## WRITTEN TASK
Copy the records word for word, beginning with the line that contains "Can you find the cloud?" and continuing through the line that contains "x=258, y=128", and omit the pictures from your copy.

## DATA IN THIS EXERCISE
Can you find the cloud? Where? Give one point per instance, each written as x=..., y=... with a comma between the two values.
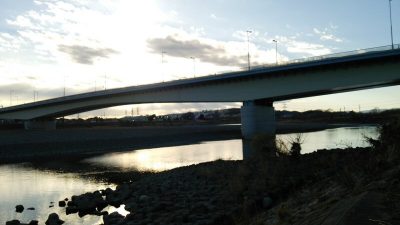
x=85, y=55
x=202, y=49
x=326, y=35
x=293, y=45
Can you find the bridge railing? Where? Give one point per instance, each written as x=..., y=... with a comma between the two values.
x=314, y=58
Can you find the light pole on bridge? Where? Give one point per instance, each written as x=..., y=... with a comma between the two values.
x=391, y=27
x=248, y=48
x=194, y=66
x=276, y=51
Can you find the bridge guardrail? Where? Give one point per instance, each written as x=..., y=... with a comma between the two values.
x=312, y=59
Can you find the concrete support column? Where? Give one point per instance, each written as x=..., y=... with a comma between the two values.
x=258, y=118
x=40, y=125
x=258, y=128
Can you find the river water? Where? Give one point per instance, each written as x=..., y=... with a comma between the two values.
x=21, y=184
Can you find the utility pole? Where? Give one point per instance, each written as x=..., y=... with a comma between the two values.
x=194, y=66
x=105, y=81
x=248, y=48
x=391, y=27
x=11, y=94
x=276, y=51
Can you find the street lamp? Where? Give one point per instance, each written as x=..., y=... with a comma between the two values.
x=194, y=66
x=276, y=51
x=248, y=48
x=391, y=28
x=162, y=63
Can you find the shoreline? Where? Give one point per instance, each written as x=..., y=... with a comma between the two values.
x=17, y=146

--

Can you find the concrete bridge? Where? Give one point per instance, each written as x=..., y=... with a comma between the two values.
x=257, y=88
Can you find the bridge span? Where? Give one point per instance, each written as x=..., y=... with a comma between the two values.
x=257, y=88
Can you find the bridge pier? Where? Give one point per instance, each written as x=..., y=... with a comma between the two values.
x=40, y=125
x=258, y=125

## RESULT FOR THIS EXERCISE
Can you find the cloud? Where? Give one point per instance, each written as x=..., y=... with a comma between the two values.
x=85, y=55
x=202, y=49
x=326, y=35
x=293, y=45
Can you find the bridge railing? Where? Give one point per instance, each written as x=..., y=... with a comma between the two values.
x=314, y=58
Can you find the light pole on bridge? Where? Give one point per instance, each written as x=..., y=... with a comma between the two values.
x=391, y=27
x=248, y=48
x=194, y=66
x=276, y=51
Can you find the bridge guardrail? Where? Give one point per instance, each written as x=..., y=... with a comma between the two values.
x=312, y=59
Can you find the concrete support column? Where? Give one point per instance, each written as x=..., y=... with a comma between the two values.
x=258, y=118
x=40, y=125
x=258, y=128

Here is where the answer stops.